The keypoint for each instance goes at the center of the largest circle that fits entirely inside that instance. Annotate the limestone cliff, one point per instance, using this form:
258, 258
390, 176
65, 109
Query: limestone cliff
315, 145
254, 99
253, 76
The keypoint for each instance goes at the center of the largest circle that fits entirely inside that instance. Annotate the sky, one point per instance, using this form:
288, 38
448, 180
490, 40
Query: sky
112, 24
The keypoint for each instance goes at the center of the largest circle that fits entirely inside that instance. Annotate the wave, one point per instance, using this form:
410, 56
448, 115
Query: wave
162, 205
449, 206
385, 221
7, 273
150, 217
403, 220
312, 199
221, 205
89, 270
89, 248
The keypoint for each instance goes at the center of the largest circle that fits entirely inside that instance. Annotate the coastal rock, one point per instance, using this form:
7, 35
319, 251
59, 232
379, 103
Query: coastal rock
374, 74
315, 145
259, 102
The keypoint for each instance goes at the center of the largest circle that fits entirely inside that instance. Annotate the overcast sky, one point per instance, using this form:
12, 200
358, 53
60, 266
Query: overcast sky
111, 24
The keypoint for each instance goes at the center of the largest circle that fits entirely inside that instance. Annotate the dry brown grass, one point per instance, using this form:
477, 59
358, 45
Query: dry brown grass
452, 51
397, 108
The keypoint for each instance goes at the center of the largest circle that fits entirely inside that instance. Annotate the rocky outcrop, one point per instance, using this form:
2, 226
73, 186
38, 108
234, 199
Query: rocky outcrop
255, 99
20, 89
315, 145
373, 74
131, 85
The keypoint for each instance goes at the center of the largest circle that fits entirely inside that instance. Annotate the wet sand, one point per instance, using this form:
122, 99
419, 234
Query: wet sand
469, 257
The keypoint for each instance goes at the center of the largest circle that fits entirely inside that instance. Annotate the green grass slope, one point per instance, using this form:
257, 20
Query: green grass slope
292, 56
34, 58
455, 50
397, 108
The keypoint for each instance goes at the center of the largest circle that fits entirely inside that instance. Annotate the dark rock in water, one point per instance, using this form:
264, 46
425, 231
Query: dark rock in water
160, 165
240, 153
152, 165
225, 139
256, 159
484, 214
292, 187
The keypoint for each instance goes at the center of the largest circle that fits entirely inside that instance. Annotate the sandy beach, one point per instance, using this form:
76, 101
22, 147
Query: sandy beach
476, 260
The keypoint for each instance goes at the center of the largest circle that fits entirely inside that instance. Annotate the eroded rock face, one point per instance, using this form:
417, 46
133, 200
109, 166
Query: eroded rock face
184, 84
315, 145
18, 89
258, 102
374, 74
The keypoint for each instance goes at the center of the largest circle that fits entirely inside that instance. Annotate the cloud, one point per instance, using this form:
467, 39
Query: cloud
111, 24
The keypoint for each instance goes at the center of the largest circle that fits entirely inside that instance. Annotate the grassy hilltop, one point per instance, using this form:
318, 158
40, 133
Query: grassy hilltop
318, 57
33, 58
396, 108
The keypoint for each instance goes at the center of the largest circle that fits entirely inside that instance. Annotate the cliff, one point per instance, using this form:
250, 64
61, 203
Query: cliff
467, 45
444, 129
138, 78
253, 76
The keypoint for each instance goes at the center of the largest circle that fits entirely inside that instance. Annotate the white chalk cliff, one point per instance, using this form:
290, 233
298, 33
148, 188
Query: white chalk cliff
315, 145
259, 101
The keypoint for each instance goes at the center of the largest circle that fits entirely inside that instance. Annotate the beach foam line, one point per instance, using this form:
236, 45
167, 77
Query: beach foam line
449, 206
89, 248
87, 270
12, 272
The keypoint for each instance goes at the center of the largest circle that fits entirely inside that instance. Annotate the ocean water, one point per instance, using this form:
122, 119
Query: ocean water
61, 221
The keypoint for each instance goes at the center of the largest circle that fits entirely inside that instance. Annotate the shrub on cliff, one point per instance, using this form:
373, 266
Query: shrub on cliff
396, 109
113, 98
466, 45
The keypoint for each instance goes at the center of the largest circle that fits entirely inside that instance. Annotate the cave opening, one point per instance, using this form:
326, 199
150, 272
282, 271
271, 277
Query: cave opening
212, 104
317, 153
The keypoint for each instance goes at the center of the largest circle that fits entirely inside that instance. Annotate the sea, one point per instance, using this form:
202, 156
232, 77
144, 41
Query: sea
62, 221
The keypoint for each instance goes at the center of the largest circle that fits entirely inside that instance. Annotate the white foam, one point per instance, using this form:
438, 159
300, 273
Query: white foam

★ ★ ★ ★ ★ ★ ★

** PROBLEM TO SOLVE **
Output the data in full, precisely as it appears above.

** ANSWER TO THIS TASK **
The keypoint for each instance goes at the center of the largest circle that fits entirely inside that instance. Annotate the limestone cliff, one point per instance, using this form:
258, 258
390, 176
65, 109
Query: limestone cliff
315, 145
254, 99
253, 76
The keypoint for each instance goes at the center of the largest circle that fits entirely inside that instance. Annotate the sky, one point per instance, using this form:
288, 38
448, 180
490, 40
Query: sky
112, 24
The keypoint for each instance goes at the center of the largest circle that fits entirely inside that instance. Annotate the wave, one point per instance, using this form:
410, 56
448, 115
Query: wave
162, 205
449, 206
385, 221
7, 273
150, 217
403, 220
312, 199
221, 205
89, 270
89, 248
The keypoint for each instance goes at the center of the largest circle that fits entirely inside that instance. Annotate the coastal rock, one point per instance, using this form:
7, 35
319, 251
59, 232
379, 103
Query: coastal rock
374, 74
315, 145
259, 102
The keypoint for each instance goes at the center of the largest circle that fits entirely inside that instance. Annotate the overcast sky, one point per instance, using this form:
12, 200
358, 53
60, 266
Query: overcast sky
111, 24
The keypoint for each instance goes at the center of the largest circle that fits entirely inside that instance. Annotate the dry brown grass, one point per instance, using this form:
477, 59
358, 45
Query: dry brown grass
452, 51
397, 108
The keypoint for each instance goes at the center of the largest circle that fits entirely inside that instance. Annotate the rocky outcrop, one point per instance, using this form:
2, 226
73, 186
38, 108
234, 199
Query: rocky outcrop
255, 99
20, 89
315, 145
373, 74
131, 85
The keypoint for each instance goes at the center of the largest circle that fits entirely inside that instance. Annotate the wet sand, one point per instance, using this form:
122, 99
419, 234
Query: wet sand
469, 257
The keypoint for each instance goes at the center of the largest circle that fits entirely inside that instance. Annotate the green grass slope, one point per instance, using this form:
257, 20
Query: green grass slope
292, 56
34, 58
455, 50
397, 108
The keypoint for each instance goes at the center of the largest circle that fits entirely inside that instance. Annotate the dark rock in water, one point per instance, using this form:
264, 46
425, 231
Query: dark rock in water
160, 165
240, 153
152, 165
225, 139
256, 159
484, 214
292, 187
The keypoint for each instance goes at the center of the largest circle that fits entirely inside that instance. Annotate the sandy beach, one point per instance, using this form:
76, 101
22, 147
Query: sandy beach
476, 260
The keypoint for each instance goes at the center of the largest circle that fits entirely inside that instance. Annotate the eroded rock face, one point per instance, using this form:
417, 46
133, 200
109, 166
Query: eroded rock face
184, 84
315, 145
18, 89
258, 102
374, 74
The keypoint for each instance goes at the center of the largest circle that fits entirely inside that instance. Annotate the cloud, one point per instance, using this form:
467, 39
Query: cloud
111, 24
The keypoint for each instance goes at the center of the largest circle that fits entirely inside that instance. Annotate the grassy hilltop, one point per instance, using this form:
318, 158
40, 133
Query: grassy hilltop
318, 57
33, 58
396, 108
The keypoint for each instance goes at the center of the largest circle that fits entirely inside that instance. Annotate the cliff, one point per instance, using this form:
250, 64
61, 203
Query: cliff
467, 45
444, 129
138, 78
253, 76
The keypoint for each instance goes at the center of the largest circle that fits entirely inside that instance. Annotate the white chalk cliff, one point per instance, using this form:
290, 233
298, 33
148, 188
Query: white chalk cliff
315, 145
259, 101
The keypoint for each instance goes at the center of the largest circle that fits entirely inside that instance. Annotate the beach foam line, one point per instance, using this form:
236, 45
167, 77
Query: beach foam line
449, 206
89, 248
87, 270
12, 272
The keypoint for each instance goes at the center of the largest circle that fits entirely inside that instance. Annotate the ocean water, one point per instance, using this form:
122, 119
Query: ocean water
61, 221
The keypoint for each instance goes at the center of the largest circle that fits entirely inside that instance. Annotate the shrub on cliff, one point per instance, using this form:
373, 266
Query: shrub on cliff
396, 109
113, 98
466, 45
The keypoint for each instance goes at the center of the largest circle that fits entirely inside that instance. Annotate the cave opening, one point per instance, using this form:
326, 199
150, 272
282, 271
271, 277
Query: cave opening
212, 104
317, 153
The keypoint for each instance goes at the center of the largest circle that fits entirely inside that instance. Annotate the sea, one point per instance, using this form:
202, 156
232, 77
144, 41
Query: sea
62, 221
The keypoint for each instance goes at the center of the largest circle that fits entirely inside that instance. Annotate the white foam, one point per instance, using this form:
438, 159
300, 273
Query: white foam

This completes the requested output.